EXERCISE 1: In the article on local unemployment figures, why did Neil Simmons expect the number of unemployed people to be very low at the moment? Answer in one to three sentences.
EXERCISE 2: Carry on the article on local unemployment figures, picking up after its last sentence.

READING PASSAGE:
▬▬▬▬▬▬▬▬▬▬
According to figures released by the Office of National Statistics (ONS) last week, 1,890 people were claiming some form of out of work benefits during March 2022.
This was broadly flat compared to the February figure of 1,895, but it remains nearly double the number who were unemployed before the Covid pandemic began.
It is now exactly two years since the last pre-pandemic month of March 2020, when just 1,130 people were claiming out-of-work benefits. It was April 2020 which saw the level soar to 2,325 claimants in the area.
“I am surprised that it is still higher than it was pre-pandemic, as we are seeing such a shortage of candidates in all areas that I would have expected the number of unemployed to be very low at the moment,” Neil Simmons, of local recruitment agency TN Recruits, told the Times.
“With regards to the unemployment figures, I would expect that number to drop given the continued strength in the job market – across all sectors.”
Across the UK workers suffered the biggest fall in their real pay for nearly nine years as the cost-of-living squeeze tightened, according to the ONS.
The government body said regular pay excluding bonuses tumbled 1.8 per cent in the three months to February when taking soaring inflation into account, as measured by the Consumer Prices Index (CPI) – the steepest fall since August to October 2013.
▬▬▬▬▬▬▬▬▬▬
DATA UNDER STUDY:
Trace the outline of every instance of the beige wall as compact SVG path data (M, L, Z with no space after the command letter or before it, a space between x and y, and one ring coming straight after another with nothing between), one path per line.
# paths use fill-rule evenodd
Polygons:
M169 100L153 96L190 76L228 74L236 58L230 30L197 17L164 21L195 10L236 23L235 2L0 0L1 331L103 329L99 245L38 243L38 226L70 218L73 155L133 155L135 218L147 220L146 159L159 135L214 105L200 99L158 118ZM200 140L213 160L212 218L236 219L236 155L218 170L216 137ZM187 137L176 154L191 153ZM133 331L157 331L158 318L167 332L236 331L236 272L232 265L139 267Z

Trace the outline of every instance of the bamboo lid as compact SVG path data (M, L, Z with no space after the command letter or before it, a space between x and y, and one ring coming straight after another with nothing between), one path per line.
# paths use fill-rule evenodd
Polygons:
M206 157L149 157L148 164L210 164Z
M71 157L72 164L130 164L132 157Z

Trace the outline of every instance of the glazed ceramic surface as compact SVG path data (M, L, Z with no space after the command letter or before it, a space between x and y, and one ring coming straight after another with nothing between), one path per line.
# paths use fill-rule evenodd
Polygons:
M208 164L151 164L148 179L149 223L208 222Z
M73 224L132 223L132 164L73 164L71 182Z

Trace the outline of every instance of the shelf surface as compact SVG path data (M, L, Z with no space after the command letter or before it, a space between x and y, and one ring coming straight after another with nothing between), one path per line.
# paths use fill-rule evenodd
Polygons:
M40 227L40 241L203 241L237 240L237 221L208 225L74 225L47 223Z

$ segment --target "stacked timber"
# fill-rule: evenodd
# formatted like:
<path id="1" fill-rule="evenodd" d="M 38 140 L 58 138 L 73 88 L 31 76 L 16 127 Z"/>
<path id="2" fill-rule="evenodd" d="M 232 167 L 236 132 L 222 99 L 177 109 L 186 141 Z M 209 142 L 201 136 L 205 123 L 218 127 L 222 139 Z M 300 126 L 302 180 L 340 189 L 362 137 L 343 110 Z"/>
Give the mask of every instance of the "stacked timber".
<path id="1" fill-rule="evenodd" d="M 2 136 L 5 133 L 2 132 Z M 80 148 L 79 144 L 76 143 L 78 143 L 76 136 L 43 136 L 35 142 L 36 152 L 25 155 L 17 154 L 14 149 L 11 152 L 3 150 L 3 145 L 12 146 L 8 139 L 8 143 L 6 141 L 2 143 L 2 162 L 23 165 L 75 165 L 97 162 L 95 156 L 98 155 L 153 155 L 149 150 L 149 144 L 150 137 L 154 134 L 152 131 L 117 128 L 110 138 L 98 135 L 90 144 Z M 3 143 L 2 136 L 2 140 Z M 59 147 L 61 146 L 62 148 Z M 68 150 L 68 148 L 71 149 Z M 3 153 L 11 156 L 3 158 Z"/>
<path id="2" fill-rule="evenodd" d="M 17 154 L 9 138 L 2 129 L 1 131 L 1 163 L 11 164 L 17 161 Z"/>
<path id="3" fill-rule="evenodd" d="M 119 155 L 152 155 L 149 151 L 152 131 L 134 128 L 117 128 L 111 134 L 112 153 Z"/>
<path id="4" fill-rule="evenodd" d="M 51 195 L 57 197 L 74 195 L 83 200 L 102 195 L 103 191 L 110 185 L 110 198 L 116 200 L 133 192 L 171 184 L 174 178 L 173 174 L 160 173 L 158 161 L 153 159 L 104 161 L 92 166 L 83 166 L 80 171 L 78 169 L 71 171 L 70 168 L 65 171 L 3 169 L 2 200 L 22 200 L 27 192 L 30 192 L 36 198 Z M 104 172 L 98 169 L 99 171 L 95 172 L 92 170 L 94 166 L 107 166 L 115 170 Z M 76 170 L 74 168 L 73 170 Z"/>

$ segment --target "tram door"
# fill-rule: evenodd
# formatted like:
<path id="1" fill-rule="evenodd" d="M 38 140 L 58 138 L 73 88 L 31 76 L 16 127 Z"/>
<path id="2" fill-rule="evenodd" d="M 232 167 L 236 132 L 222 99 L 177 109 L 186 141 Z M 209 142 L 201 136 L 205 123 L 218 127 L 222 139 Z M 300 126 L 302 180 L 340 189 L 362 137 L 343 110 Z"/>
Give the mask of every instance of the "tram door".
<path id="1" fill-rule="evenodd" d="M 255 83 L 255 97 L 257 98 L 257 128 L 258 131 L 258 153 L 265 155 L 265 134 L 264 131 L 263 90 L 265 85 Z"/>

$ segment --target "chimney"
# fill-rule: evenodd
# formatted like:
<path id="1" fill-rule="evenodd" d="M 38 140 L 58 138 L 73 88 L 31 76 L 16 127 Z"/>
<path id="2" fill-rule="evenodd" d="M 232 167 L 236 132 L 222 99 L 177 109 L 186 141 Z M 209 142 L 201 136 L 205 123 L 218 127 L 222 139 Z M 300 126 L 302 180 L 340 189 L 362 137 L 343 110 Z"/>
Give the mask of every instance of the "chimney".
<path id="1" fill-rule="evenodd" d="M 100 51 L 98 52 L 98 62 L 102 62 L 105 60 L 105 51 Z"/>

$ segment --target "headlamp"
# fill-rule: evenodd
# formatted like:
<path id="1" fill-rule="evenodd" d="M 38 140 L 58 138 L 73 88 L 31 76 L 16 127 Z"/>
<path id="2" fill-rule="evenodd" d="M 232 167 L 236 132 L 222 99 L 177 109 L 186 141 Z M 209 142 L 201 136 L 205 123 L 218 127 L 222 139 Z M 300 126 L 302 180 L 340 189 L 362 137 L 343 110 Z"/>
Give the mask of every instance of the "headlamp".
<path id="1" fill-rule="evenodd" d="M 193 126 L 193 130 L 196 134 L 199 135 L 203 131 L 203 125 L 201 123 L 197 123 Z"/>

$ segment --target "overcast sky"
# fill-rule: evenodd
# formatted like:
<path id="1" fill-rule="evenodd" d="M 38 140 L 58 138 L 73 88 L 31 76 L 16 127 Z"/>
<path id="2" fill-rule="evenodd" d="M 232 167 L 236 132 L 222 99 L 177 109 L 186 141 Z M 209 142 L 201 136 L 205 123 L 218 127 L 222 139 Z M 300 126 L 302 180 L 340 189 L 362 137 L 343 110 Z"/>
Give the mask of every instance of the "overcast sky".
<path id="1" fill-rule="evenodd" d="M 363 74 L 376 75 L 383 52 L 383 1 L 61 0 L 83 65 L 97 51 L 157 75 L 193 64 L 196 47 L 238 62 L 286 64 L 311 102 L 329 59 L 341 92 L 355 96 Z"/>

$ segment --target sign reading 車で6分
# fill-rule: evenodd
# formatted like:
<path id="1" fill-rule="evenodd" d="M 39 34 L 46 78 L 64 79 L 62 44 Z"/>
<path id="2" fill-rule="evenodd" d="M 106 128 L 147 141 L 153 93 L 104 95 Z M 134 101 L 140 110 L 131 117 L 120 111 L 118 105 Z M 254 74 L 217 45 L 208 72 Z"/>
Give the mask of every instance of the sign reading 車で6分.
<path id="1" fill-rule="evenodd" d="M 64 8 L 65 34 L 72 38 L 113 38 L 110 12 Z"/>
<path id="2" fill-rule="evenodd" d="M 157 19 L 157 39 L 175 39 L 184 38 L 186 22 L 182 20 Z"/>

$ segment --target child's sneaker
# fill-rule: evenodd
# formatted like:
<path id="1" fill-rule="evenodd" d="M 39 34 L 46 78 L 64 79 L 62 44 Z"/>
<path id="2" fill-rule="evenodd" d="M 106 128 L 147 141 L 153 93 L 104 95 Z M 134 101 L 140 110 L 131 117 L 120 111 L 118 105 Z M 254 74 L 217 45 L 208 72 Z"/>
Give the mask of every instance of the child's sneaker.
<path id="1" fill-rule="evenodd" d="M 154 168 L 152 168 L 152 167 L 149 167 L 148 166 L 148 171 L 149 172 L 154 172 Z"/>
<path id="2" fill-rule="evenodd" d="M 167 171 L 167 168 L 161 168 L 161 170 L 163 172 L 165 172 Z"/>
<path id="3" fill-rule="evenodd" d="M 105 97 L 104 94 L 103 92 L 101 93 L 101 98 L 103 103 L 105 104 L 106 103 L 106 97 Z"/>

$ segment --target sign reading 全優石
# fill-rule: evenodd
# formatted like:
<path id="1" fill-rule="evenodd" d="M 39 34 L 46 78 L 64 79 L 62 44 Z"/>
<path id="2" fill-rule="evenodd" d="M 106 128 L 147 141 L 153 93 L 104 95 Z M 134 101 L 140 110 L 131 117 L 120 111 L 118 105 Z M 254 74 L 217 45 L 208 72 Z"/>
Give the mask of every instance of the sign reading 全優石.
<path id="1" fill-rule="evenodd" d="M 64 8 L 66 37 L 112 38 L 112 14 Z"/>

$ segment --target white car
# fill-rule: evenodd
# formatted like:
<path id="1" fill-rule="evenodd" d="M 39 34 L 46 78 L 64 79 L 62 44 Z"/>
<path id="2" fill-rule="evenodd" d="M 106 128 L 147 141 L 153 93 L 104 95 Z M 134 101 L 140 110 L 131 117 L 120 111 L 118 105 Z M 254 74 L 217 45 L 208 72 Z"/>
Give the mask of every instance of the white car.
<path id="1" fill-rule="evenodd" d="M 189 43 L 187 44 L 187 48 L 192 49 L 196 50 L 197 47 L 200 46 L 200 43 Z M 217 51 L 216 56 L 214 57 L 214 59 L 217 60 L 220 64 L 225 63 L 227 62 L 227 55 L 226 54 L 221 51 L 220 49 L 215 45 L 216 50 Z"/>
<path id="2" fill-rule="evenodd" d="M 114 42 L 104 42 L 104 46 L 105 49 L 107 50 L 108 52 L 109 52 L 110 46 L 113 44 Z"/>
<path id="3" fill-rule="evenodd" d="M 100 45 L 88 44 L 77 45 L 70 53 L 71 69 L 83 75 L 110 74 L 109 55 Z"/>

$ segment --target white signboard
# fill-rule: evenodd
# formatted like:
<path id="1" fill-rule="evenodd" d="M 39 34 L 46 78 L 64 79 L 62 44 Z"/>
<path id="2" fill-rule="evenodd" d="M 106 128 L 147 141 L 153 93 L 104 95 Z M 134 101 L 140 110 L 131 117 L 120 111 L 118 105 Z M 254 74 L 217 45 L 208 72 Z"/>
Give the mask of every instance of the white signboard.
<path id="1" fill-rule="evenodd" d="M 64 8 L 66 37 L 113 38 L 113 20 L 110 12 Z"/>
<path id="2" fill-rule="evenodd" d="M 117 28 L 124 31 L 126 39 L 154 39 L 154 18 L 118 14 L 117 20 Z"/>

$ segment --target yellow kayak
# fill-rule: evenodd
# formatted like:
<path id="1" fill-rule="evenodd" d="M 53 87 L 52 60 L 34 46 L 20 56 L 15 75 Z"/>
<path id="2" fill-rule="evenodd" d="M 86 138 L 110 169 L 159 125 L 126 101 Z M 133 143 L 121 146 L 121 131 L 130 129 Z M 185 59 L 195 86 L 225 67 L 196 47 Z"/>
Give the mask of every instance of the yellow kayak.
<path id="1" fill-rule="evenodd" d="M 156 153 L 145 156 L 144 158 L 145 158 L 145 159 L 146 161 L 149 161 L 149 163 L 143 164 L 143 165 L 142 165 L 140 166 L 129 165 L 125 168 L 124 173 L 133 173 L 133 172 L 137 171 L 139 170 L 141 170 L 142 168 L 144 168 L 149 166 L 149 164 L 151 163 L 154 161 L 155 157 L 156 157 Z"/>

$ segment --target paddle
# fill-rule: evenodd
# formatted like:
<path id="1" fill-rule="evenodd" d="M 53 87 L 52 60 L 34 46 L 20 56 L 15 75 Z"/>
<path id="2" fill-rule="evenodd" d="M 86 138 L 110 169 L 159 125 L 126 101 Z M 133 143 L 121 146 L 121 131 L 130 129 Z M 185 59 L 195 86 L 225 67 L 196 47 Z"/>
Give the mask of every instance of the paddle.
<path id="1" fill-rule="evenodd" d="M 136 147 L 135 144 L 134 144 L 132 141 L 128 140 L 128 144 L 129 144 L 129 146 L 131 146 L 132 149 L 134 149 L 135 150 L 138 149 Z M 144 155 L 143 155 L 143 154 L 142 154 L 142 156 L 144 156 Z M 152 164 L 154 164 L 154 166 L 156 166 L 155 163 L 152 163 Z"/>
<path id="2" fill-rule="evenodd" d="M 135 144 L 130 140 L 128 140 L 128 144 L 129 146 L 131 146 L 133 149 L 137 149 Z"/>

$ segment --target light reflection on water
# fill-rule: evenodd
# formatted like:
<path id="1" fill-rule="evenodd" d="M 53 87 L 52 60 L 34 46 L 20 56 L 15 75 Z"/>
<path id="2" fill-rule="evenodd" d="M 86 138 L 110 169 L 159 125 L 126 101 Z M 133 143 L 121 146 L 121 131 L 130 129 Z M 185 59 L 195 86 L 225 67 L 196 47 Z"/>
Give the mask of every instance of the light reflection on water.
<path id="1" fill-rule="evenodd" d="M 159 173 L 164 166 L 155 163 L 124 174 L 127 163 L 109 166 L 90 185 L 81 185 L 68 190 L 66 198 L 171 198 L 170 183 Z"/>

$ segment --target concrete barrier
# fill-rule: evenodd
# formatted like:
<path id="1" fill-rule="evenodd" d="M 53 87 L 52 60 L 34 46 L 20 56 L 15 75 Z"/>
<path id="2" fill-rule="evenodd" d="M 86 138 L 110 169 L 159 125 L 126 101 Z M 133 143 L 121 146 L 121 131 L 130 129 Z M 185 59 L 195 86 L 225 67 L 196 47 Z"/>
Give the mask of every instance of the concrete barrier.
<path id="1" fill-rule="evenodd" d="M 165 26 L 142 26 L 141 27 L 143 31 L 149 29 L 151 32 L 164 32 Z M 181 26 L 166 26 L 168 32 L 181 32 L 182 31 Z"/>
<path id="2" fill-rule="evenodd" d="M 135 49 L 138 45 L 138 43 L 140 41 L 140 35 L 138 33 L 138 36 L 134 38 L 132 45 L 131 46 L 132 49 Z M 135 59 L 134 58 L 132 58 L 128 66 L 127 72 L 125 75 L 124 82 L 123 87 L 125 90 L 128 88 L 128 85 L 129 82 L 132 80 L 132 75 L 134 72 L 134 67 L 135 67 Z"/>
▬▬▬▬▬▬▬▬▬▬
TASK OUTPUT 1: He expected it to be very low because there is a shortage of candidates in all areas. Given that shortage, he was surprised the figure is still higher than it was before the pandemic.

TASK OUTPUT 2:
But Tunbridge Wells is bucking that trend.
Mr Simmons said: “Salaries are creeping up at the moment, but this is also partly due to the pressure coming from candidates who are working from home but still on London salaries, so they are not willing to take a drop for a locally based role.
“The rise in living has clearly a knock-on effect with our candidates, although living in a ‘candidate market’ they are faced with a decision to either invest in a new role to increase salary or sit securely in what they know.
“We [as recruiters] are aware of the unemployment changes and the increase in job roles where local companies are expanding and now able to deliver business plans that had to be frozen due to the pandemic.”
The news comes as the Times reported last week of a shortage of trained chefs in the town that has seen nearly 100 vacancies for the role posted on a leading job search website.